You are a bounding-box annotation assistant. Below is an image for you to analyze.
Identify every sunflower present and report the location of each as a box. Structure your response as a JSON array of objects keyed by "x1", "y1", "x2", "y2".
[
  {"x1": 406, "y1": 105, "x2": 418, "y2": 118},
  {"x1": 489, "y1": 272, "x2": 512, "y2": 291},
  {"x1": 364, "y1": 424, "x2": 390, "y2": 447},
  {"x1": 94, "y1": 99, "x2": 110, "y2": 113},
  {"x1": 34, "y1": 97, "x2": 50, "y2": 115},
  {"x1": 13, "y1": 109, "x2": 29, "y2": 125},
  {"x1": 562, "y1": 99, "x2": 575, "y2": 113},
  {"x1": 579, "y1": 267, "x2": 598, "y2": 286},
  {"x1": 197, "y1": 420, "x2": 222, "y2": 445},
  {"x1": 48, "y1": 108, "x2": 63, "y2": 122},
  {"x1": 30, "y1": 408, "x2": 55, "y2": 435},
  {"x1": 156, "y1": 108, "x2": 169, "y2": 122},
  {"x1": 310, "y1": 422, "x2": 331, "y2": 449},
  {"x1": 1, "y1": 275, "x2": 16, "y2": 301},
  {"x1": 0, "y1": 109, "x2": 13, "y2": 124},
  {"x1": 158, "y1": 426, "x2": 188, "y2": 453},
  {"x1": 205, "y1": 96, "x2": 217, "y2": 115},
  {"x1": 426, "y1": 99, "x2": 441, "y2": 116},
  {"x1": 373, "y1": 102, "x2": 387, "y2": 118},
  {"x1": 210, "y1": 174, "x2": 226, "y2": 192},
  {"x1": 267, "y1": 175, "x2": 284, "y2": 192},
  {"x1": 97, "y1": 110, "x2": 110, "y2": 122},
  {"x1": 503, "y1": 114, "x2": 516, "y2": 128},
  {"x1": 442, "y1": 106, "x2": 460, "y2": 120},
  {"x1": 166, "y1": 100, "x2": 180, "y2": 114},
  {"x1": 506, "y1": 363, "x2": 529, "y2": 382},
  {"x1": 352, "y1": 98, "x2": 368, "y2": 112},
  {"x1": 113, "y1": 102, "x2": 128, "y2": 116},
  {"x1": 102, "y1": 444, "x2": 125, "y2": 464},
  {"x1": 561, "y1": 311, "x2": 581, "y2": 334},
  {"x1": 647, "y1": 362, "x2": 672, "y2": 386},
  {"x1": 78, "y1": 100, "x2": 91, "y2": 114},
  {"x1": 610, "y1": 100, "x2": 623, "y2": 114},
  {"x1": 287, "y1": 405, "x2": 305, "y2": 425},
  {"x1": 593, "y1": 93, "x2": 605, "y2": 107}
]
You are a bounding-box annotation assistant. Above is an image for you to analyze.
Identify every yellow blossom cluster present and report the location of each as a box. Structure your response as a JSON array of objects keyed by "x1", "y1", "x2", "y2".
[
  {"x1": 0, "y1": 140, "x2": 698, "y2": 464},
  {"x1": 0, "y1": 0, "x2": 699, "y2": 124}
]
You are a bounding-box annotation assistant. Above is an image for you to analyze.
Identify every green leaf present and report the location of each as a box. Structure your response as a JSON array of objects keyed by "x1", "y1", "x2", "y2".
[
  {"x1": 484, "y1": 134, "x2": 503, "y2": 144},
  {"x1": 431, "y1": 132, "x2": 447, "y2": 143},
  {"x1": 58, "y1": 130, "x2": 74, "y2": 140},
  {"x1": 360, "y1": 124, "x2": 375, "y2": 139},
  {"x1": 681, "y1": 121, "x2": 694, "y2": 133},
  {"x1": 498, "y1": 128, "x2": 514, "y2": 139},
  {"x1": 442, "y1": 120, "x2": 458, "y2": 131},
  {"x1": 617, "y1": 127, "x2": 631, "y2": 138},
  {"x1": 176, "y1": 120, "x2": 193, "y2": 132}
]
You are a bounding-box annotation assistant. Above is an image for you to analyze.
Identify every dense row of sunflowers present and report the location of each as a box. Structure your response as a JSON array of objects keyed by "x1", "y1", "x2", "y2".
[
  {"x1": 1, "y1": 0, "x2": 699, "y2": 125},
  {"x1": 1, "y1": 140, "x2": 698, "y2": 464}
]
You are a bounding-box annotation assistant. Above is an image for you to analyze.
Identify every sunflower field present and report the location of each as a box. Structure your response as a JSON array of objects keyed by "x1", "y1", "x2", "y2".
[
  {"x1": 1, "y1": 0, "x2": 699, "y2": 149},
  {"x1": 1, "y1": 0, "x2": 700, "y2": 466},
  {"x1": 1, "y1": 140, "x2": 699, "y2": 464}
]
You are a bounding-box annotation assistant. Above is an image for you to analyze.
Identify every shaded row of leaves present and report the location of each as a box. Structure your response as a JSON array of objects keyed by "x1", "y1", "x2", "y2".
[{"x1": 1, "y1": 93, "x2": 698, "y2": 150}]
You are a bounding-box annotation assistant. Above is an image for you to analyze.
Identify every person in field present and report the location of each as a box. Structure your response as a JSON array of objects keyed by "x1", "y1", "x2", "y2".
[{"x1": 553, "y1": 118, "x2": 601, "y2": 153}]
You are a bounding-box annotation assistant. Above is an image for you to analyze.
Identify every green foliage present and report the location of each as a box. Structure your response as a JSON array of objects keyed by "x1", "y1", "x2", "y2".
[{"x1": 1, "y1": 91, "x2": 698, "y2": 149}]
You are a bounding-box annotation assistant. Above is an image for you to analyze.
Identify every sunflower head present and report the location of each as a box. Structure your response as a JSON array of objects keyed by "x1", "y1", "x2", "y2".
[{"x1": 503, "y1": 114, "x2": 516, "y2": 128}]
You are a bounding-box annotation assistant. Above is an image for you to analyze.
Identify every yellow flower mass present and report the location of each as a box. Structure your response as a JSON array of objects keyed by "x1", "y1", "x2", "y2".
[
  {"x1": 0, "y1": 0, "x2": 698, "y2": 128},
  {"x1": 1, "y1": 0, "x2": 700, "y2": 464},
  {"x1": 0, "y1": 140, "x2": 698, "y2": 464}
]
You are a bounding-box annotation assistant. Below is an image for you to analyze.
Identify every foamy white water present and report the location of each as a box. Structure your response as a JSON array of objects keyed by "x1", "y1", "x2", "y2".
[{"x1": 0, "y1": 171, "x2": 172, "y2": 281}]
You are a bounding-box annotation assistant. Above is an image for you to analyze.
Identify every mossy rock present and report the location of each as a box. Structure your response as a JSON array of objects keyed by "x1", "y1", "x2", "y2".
__________________________________________________
▸ Exercise goal
Repeat each record word for word. Do not leave any out.

▸ The completed task
You are a bounding-box annotation assistant. Below is an image for you to analyze.
Identify every sunflower present and report the location of each as a box. Structure your response as a JSON array of objects keyed by "x1", "y1", "x2", "y2".
[
  {"x1": 406, "y1": 105, "x2": 418, "y2": 118},
  {"x1": 489, "y1": 272, "x2": 512, "y2": 291},
  {"x1": 364, "y1": 424, "x2": 390, "y2": 447},
  {"x1": 94, "y1": 99, "x2": 110, "y2": 113},
  {"x1": 34, "y1": 97, "x2": 50, "y2": 115},
  {"x1": 13, "y1": 109, "x2": 29, "y2": 125},
  {"x1": 562, "y1": 99, "x2": 575, "y2": 113},
  {"x1": 579, "y1": 267, "x2": 598, "y2": 286},
  {"x1": 197, "y1": 420, "x2": 222, "y2": 445},
  {"x1": 48, "y1": 108, "x2": 63, "y2": 122},
  {"x1": 30, "y1": 408, "x2": 55, "y2": 435},
  {"x1": 156, "y1": 108, "x2": 169, "y2": 122},
  {"x1": 310, "y1": 422, "x2": 331, "y2": 449},
  {"x1": 1, "y1": 275, "x2": 16, "y2": 301},
  {"x1": 0, "y1": 109, "x2": 13, "y2": 124},
  {"x1": 158, "y1": 426, "x2": 188, "y2": 453},
  {"x1": 205, "y1": 96, "x2": 217, "y2": 115},
  {"x1": 426, "y1": 99, "x2": 441, "y2": 116},
  {"x1": 373, "y1": 102, "x2": 387, "y2": 118},
  {"x1": 210, "y1": 174, "x2": 226, "y2": 192},
  {"x1": 267, "y1": 175, "x2": 284, "y2": 192},
  {"x1": 97, "y1": 110, "x2": 110, "y2": 122},
  {"x1": 503, "y1": 114, "x2": 516, "y2": 128},
  {"x1": 442, "y1": 106, "x2": 460, "y2": 120},
  {"x1": 166, "y1": 100, "x2": 180, "y2": 114},
  {"x1": 506, "y1": 363, "x2": 529, "y2": 382},
  {"x1": 352, "y1": 98, "x2": 368, "y2": 112},
  {"x1": 113, "y1": 102, "x2": 128, "y2": 116},
  {"x1": 102, "y1": 444, "x2": 125, "y2": 464},
  {"x1": 561, "y1": 311, "x2": 581, "y2": 334},
  {"x1": 647, "y1": 362, "x2": 672, "y2": 386},
  {"x1": 78, "y1": 100, "x2": 91, "y2": 114},
  {"x1": 610, "y1": 100, "x2": 623, "y2": 114},
  {"x1": 287, "y1": 405, "x2": 305, "y2": 425},
  {"x1": 593, "y1": 93, "x2": 605, "y2": 107}
]
You are a bounding-box annotation assistant. Above is an image for you to analyze.
Identify every yellow blossom cluster present and report the location of each as a box. Structure your response as a JSON array of objects keyed by "x1", "y1", "x2", "y2".
[
  {"x1": 0, "y1": 140, "x2": 698, "y2": 464},
  {"x1": 0, "y1": 0, "x2": 699, "y2": 124}
]
You are a bounding-box annotation assistant. Above is an image for you to analyze.
Identify every green leaf present and report the location of each as a box. Structure your response as a JSON array of objects keyed by "x1", "y1", "x2", "y2".
[
  {"x1": 484, "y1": 134, "x2": 503, "y2": 144},
  {"x1": 431, "y1": 132, "x2": 447, "y2": 143},
  {"x1": 58, "y1": 130, "x2": 74, "y2": 140},
  {"x1": 360, "y1": 124, "x2": 375, "y2": 139},
  {"x1": 681, "y1": 121, "x2": 694, "y2": 133},
  {"x1": 498, "y1": 128, "x2": 514, "y2": 139},
  {"x1": 442, "y1": 120, "x2": 458, "y2": 131},
  {"x1": 617, "y1": 127, "x2": 631, "y2": 138},
  {"x1": 176, "y1": 120, "x2": 193, "y2": 132}
]
You are a bounding-box annotation assistant. Above is an image for you to analyze.
Identify every dense row of sunflowers present and report the location of each as a box. Structure your response as a JSON array of objects keyed by "x1", "y1", "x2", "y2".
[
  {"x1": 1, "y1": 0, "x2": 699, "y2": 125},
  {"x1": 1, "y1": 140, "x2": 698, "y2": 464}
]
You are a bounding-box annotation assistant. Above is an image for you to analyze.
Identify every sunflower field present and report the location of each as a box. Structure your response as a JSON array of objects keyed by "x1", "y1", "x2", "y2".
[
  {"x1": 1, "y1": 0, "x2": 699, "y2": 149},
  {"x1": 1, "y1": 0, "x2": 700, "y2": 466},
  {"x1": 1, "y1": 140, "x2": 699, "y2": 464}
]
You are a bounding-box annotation assistant. Above is an image for you to analyze.
Identify every shaded row of leaves present and report the location of each as a box. Structure your response as a JSON array of objects keyed by "x1", "y1", "x2", "y2".
[{"x1": 1, "y1": 93, "x2": 698, "y2": 150}]
You are a bounding-box annotation assistant. Above is an image for you to analyze.
Identify every person in field present and report the location of each as a box. Structure your response as a JSON array of objects keyed by "x1", "y1", "x2", "y2".
[{"x1": 553, "y1": 118, "x2": 601, "y2": 153}]
You are a bounding-box annotation assistant. Above is an image for you to analyze.
Identify every green foliage present and report the location of each as a box. Structure your response as a JSON array of objects keyed by "x1", "y1", "x2", "y2".
[{"x1": 1, "y1": 91, "x2": 698, "y2": 149}]
You are a bounding-box annotation assistant. Above is an image for you to analyze.
Identify every sunflower head present and report the location of each as a box. Structure your response as a JSON array of objects keyed by "x1", "y1", "x2", "y2".
[{"x1": 503, "y1": 114, "x2": 516, "y2": 128}]
You are a bounding-box annotation assistant. Above is an image for you to analyze.
Identify every yellow flower mass present and report the location of each as a box. Structure your response as a JSON array of objects keyed by "x1", "y1", "x2", "y2".
[
  {"x1": 0, "y1": 0, "x2": 698, "y2": 128},
  {"x1": 1, "y1": 0, "x2": 700, "y2": 464},
  {"x1": 0, "y1": 140, "x2": 698, "y2": 464}
]
You are a bounding-box annotation assistant. Below is an image for you to analyze.
Identify every foamy white water present and report the location of each as a box. Structure your response as a JSON array of objects keyed by "x1", "y1", "x2", "y2".
[{"x1": 0, "y1": 171, "x2": 172, "y2": 281}]
You are a bounding-box annotation assistant. Above is an image for you to analyze.
Identify every mossy rock present and report the location of each as a box. Structure your response as a JSON array of objects keyed by "x1", "y1", "x2", "y2".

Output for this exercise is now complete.